Hi,
first of all:
1. Please use the mailing list.
http://weitz.de/cl-ppcre/#mail
2. It's called CL-PPCRE and not PCRE. PCRE is something else... :)
On Tue, 13 Feb 2007 12:23:36 -0800 (PST), Brent Fulgham bfulg@pacbell.net wrote:
Although your Lisp implementation of a Perl-compatible regular expression engine already handily beats the original Perl version, it could be modified to be even faster for expressions that do not contain back-references. See the following article that discusses the 1960's-era algorithm used in Awk/Grep that discusses this (http://swtch.com/~rsc/regexp/regexp1.html).
In my testing, CL-PCRE isn't quite faster than Perl, though it makes a very creditable showing (http://shootout.alioth.debian.org/debian/benchmark.php?test=regexdna%E2%8C%A...). Tcl, which uses the "Thompson DFA" algorithm discussed in the paper I referenced is nearly an order of magnitude faster on this benchmark than Perl.
Please let me know if you have any interest exploring this. I might try to play with this and see if I can make any headway...
I'm aware of the advantages of DFAs over NFAs for "simple" regular expressions, but I shied away from them until now because having two engines in CL-PPCRE would make the code base even bigger and more complicated than it already is. (And having /only/ a DFA engine wouldn't be enough, right? I haven't read the article yet, but I'm pretty sure you'd have to let go some of Perl's more advanced regex features.)
Also, although I boast about CL-PPCRE's performance on its web site, I'm not too concerned about its speed anymore. It's fast enough for what I'm doing with it.
Having said that, the idea of automatically switching to a fast DFA engine if possible (I guess this is what you want to do) is kind of tempting. If you come up with something that's really a big improvement and adheres to CL-PPCREs current coding and documentation standards, I'd be willing to review and possibly integrate it. Right now, I'm to busy to help with that, though.
Cheers, Edi.
────────────────────
• **WORK INSTRUCTIONS**:
• a. Answer these questions about the CL-PPCRE email thread:
(i) Which language uses the "Thompson DFA" algorithm, and how much faster than Perl is it on the cited benchmark?
(ii) What reason does Edi give for having shied away from DFAs until now?
(iii) What two conditions must a contribution meet for Edi to be willing to review and possibly integrate it?
• b. Reproduce the CL-PPCRE email thread from "Also, although I" to "with that, though.".

• **INFORMATION SUPPLIED**:
────────────────────
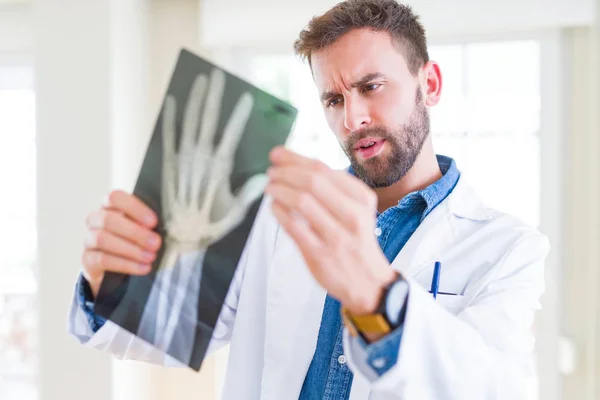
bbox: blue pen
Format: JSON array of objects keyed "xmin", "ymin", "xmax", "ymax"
────────────────────
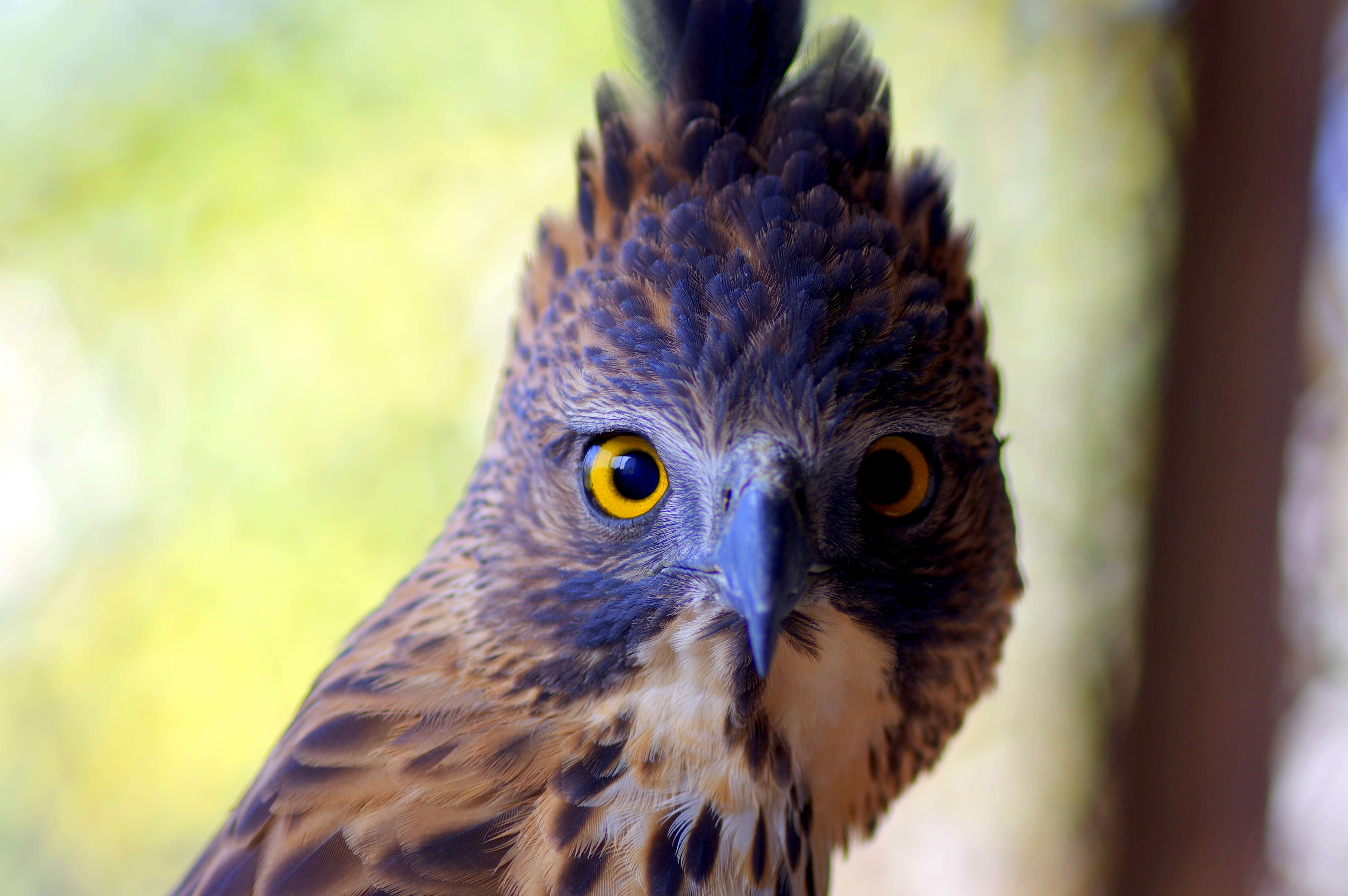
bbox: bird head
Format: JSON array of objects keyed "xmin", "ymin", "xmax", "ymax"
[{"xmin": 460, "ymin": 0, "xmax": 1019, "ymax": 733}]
────────────────────
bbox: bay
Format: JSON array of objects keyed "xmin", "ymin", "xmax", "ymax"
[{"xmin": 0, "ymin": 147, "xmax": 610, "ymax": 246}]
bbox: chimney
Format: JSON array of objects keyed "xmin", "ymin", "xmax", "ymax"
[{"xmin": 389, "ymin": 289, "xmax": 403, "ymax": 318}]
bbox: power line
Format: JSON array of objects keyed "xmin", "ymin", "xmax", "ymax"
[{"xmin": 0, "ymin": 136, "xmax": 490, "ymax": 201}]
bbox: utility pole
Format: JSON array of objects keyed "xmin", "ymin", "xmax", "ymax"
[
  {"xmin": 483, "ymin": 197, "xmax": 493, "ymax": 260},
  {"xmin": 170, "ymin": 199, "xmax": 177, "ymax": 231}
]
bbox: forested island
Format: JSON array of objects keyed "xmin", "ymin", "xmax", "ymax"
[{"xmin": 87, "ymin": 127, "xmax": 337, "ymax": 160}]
────────────────────
• **EXERCISE SOLUTIONS**:
• a.
(i) Tcl, which is nearly an order of magnitude faster than Perl on that benchmark.
(ii) Having two engines in CL-PPCRE would make the code base even bigger and more complicated than it already is.
(iii) It must be a really big improvement, and it must adhere to CL-PPCRE's current coding and documentation standards.

• b.
Also, although I boast about CL-PPCRE's performance on its web site, I'm not too concerned about its speed anymore. It's fast enough for what I'm doing with it.
Having said that, the idea of automatically switching to a fast DFA engine if possible (I guess this is what you want to do) is kind of tempting. If you come up with something that's really a big improvement and adheres to CL-PPCREs current coding and documentation standards, I'd be willing to review and possibly integrate it. Right now, I'm to busy to help with that, though.